• Text to read
START
Defending with Errors: Approximate Computing for Robustness of Deep Neural Networks
Amira Guesmi, Ihsen Alouani, Khaled N. Khasawneh, Mouna Baklouti,, Tarek Frikha, Mohamed Abid, and Nael Abu-Ghazaleh

TL;DR
This paper introduces hardware-supported approximate computing to enhance the robustness of CNNs against adversarial attacks, showing it reduces attack transferability and increases noise tolerance without retraining.
Contribution
It is the first to leverage approximate computing for improving CNN robustness, demonstrating significant security benefits and energy savings.
Findings
Approximate computing reduces transferability of adversarial attacks.
Higher adversarial noise levels are needed against approximate classifiers.
Energy consumption is reduced by up to 50% with maintained accuracy.
END
• Objective
Answer these questions from the summary on approximate computing, one line each:
(a) Against what kind of attacks does the approach make CNNs more robust?
(b) By up to how much is energy consumption reduced?
(c) Does the approach require retraining?

• Records
START
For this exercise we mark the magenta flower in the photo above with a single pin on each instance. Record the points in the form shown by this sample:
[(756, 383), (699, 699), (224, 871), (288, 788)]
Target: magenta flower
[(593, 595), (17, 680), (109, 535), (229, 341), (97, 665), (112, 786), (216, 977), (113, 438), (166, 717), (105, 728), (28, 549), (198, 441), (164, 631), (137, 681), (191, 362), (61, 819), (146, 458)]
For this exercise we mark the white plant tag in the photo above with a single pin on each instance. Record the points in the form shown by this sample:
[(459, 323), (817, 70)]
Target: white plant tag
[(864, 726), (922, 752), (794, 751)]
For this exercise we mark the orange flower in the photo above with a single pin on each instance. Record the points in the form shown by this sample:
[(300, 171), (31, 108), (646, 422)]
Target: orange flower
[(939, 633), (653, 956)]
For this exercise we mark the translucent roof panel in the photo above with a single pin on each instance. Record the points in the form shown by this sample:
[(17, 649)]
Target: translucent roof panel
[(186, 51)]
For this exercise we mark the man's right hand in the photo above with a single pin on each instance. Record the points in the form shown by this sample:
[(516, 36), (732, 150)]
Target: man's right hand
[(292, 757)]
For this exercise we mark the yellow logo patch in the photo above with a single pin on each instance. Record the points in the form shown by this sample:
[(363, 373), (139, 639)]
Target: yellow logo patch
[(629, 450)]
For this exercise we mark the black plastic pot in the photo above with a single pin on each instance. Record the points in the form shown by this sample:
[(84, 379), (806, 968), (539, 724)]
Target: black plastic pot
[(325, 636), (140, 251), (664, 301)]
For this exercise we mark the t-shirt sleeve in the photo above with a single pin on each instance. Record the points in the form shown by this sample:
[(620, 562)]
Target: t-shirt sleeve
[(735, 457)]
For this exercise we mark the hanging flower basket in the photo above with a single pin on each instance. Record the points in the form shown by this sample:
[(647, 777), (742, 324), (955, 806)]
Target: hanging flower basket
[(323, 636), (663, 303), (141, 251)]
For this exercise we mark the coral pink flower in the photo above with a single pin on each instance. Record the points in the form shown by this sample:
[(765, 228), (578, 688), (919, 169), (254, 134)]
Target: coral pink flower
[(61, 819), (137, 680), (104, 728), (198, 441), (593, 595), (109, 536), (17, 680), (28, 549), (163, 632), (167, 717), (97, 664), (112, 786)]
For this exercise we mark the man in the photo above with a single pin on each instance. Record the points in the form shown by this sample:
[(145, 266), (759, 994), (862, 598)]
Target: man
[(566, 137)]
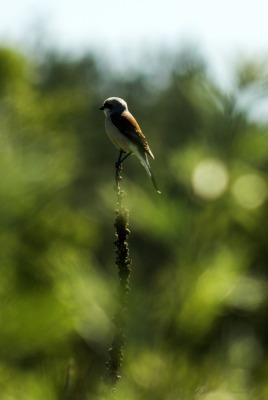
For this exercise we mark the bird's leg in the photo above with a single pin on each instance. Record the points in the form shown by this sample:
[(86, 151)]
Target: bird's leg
[(118, 169), (126, 156)]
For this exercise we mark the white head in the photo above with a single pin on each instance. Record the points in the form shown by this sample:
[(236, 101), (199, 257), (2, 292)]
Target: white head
[(114, 104)]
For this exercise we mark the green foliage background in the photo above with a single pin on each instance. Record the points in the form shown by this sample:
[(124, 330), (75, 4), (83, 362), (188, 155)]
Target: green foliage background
[(197, 322)]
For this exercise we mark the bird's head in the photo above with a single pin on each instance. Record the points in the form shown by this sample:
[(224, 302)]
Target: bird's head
[(114, 104)]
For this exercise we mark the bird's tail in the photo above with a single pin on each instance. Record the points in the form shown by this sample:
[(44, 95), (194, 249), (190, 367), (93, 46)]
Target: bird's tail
[(144, 160)]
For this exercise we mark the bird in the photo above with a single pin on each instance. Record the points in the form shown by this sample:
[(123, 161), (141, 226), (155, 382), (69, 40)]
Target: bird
[(125, 133)]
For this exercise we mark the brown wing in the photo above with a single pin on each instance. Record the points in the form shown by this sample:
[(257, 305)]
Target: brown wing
[(129, 127)]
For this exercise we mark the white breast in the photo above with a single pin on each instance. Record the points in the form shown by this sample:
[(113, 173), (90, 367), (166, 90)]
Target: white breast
[(118, 138)]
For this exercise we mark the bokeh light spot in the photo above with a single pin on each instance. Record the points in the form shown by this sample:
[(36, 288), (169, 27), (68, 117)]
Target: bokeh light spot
[(210, 179)]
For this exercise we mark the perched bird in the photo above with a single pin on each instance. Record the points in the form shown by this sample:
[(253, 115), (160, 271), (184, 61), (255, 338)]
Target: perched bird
[(125, 133)]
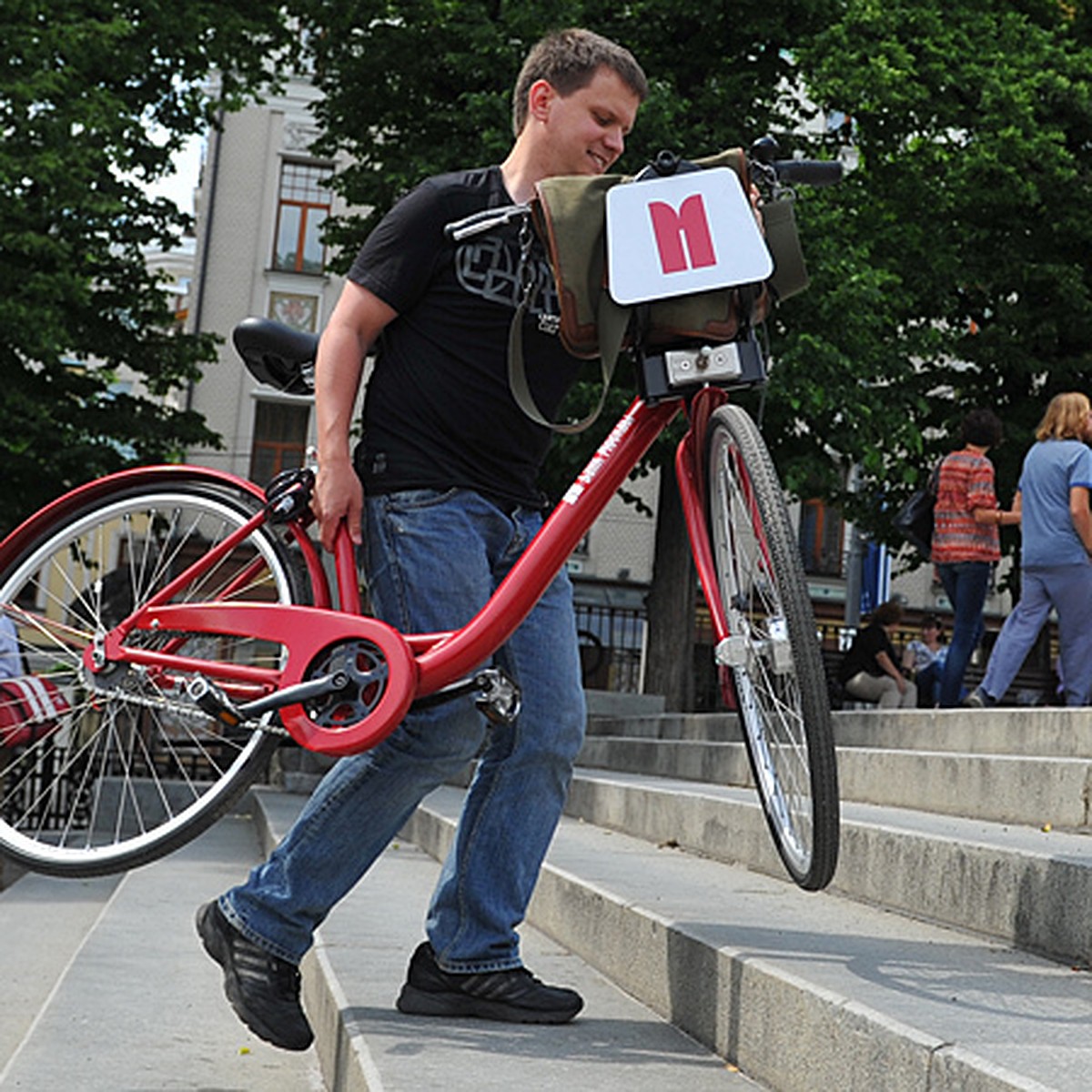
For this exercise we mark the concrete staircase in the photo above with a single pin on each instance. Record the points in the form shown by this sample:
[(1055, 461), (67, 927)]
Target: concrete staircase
[(950, 953)]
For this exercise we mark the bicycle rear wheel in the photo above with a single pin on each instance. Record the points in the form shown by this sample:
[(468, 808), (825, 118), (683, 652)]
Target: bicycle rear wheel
[(773, 652), (131, 769)]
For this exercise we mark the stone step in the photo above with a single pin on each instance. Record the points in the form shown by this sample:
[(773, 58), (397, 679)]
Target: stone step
[(999, 787), (1062, 733), (358, 966), (107, 988), (803, 991), (1018, 885)]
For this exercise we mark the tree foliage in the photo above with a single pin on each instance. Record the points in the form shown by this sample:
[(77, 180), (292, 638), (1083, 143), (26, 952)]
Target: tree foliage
[(414, 87), (960, 245), (96, 97), (948, 270)]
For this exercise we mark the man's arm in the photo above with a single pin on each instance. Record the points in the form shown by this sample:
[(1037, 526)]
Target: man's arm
[(356, 322)]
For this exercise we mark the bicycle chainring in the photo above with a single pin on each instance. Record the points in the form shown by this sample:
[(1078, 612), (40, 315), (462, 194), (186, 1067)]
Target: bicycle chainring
[(367, 672)]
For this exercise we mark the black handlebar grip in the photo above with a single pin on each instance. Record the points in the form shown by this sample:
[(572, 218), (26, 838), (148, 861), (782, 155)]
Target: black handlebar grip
[(809, 172)]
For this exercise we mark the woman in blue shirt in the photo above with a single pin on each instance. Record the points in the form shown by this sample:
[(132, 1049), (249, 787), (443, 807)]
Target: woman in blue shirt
[(1057, 569)]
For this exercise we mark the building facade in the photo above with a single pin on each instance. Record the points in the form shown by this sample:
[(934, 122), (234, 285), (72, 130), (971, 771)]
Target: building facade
[(260, 207)]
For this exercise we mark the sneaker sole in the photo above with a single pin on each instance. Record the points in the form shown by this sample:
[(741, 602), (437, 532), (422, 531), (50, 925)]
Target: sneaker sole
[(420, 1003), (218, 950)]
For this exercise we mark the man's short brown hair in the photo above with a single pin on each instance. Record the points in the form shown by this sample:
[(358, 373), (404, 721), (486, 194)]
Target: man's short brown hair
[(568, 60)]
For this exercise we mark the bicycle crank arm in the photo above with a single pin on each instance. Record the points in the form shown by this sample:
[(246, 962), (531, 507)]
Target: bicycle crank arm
[(217, 704), (498, 697)]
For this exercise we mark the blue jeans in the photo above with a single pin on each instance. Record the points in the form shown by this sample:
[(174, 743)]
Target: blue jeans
[(1068, 589), (434, 560), (966, 584)]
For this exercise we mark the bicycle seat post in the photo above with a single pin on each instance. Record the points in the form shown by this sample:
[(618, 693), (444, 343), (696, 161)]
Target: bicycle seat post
[(349, 585)]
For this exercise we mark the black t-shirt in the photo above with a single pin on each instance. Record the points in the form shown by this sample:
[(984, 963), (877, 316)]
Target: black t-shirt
[(866, 645), (438, 410)]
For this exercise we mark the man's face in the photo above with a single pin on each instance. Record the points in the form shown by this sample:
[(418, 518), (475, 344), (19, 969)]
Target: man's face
[(585, 131)]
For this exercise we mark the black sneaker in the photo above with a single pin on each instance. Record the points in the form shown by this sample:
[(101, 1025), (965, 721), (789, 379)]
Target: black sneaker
[(262, 988), (516, 996), (978, 699)]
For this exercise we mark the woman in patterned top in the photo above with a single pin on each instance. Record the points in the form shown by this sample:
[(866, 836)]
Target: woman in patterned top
[(966, 543)]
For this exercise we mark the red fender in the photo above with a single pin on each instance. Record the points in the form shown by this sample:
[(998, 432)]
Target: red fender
[(15, 545)]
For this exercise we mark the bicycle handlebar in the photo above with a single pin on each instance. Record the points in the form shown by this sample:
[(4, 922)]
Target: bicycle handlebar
[(809, 172)]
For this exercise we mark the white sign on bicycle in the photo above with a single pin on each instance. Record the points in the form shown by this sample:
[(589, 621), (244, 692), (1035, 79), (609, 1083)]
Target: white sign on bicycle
[(682, 234)]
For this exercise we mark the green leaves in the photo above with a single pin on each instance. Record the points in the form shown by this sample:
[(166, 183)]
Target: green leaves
[(94, 97)]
END
• The response
(a) Adversarial attacks.
(b) Up to 50%, with accuracy maintained.
(c) No, it works without retraining.